→ **WHAT TO DO**
a: Translate into French the following sentence from the blog post on summer camp: "I didn’t “do” summer camps when I was a kid."
b: In the blog post on summer camp, where was the older daughter's oceanography summer camp held?
c: Write the next part of the blog post on summer camp, beginning after its final sentence.

-------- EXTRACT PROVIDED

Saturday, July 22, 2017

8. Summer camp

Last weekend I picked up my younger daughter from her “performing arts” summer camp in the Catskills; yesterday my older daughter got back on a Greyhound from her oceanography summer camp at Woods Hole. Tomorrow I send her off to another camp, and then Tuesday I see the younger one off to yet another camp in New Hampshire. 
 
I didn’t “do” summer camps when I was a kid. I suspect my parents didn’t see the point in paying good money to get me out of their hair, when I was so quiet and introverted that I could be relied on to shut myself up in my room with my books and records and comic books all summer. It’s true that during high school I spent most weekdays with my Latin club associates at our Latin teacher’s house, doing “study groups” in preparation for the end-0f-summer national Latin club convention competitions. And one summer I spent a couple of days at a church-sponsored summer camp nearby, just to find out what it was like (I didn’t like it one bit).

----------------
-------- EXTRACTED INFORMATION

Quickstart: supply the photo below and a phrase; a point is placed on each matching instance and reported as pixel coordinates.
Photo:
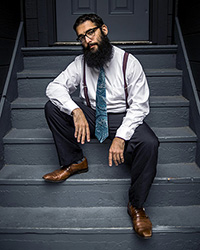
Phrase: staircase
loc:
(88, 211)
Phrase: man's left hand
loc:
(116, 151)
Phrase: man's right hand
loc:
(82, 130)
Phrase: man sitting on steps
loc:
(113, 104)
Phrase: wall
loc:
(189, 17)
(40, 22)
(9, 23)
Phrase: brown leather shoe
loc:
(63, 173)
(141, 222)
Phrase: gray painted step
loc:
(23, 186)
(58, 58)
(33, 83)
(35, 146)
(29, 113)
(110, 228)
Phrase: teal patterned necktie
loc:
(101, 128)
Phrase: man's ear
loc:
(104, 28)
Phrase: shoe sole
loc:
(77, 172)
(139, 236)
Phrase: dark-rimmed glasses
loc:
(89, 33)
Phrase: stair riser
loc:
(45, 153)
(116, 240)
(150, 61)
(159, 86)
(158, 117)
(103, 194)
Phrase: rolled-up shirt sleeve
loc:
(138, 99)
(59, 90)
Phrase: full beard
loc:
(103, 54)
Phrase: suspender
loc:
(124, 73)
(85, 87)
(125, 59)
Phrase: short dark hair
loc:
(88, 17)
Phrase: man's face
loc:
(93, 40)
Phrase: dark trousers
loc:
(142, 147)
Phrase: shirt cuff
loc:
(124, 133)
(69, 106)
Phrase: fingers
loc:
(118, 158)
(82, 132)
(116, 152)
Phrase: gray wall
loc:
(189, 17)
(9, 22)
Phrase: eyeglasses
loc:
(89, 33)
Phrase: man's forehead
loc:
(83, 27)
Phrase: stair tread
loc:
(44, 135)
(155, 101)
(95, 219)
(99, 173)
(48, 73)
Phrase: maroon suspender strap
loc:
(125, 59)
(85, 87)
(124, 73)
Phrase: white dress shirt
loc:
(60, 89)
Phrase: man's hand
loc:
(82, 130)
(116, 151)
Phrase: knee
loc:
(49, 109)
(151, 143)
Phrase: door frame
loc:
(161, 13)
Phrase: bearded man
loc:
(113, 104)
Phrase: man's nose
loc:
(87, 39)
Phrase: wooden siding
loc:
(188, 13)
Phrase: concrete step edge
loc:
(26, 74)
(155, 101)
(32, 136)
(95, 220)
(65, 50)
(166, 174)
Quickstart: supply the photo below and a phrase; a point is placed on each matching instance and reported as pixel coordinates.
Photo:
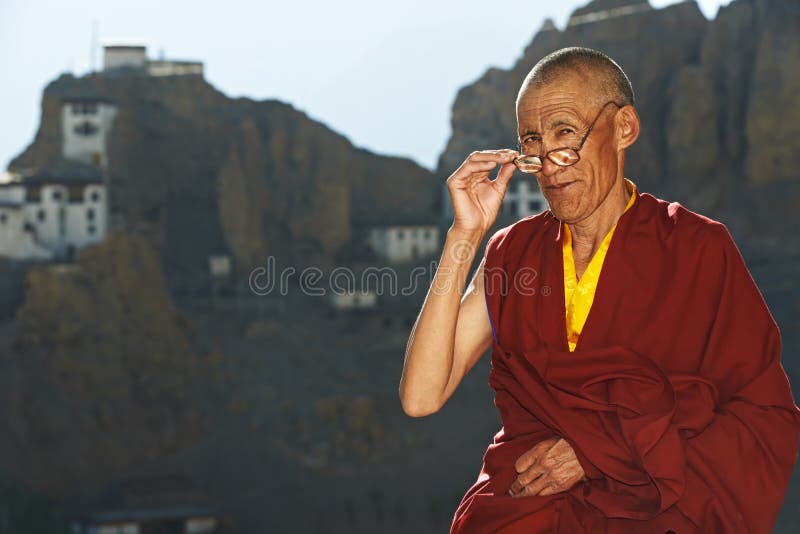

----------------

→ **OUTPUTS FOR THE TASKS**
a: Je n’ai pas « fait » de colonies de vacances quand j’étais enfant.

b: Woods Hole.

c:
I’ve always thought of the Orono University of Maine/National Poetry Foundation “decades” conferences as a kind of concentrated “poetry summer camp.” I went to my first one in 1993, a conference on poets of the 1930s, and it’s not exaggerating to say that it changed my life. I was astonished by how many Zukofsky papers had been presented there (I’d just finished an LZ dissertation); walking on campus at twilight, I said to Peter Quartermain, “someone ought to edit an LZ volume from these.” “You do it,” he said, and I was astonished at the audacity of the idea—me, a nobody... That became Upper Limit Music, my first book.
 
I came back over the years, sometimes talking about LZ, sometimes about other poets. The conferences were a wonderful, concentrated three-ring circus of poetic interest—poets I’d read for years and held in breathless awe, critics and scholars whose work I’d admired from afar, and most importantly what seems like scores of younger scholars and poets who’ve become what I think of as my own “cohort” in the poetry world.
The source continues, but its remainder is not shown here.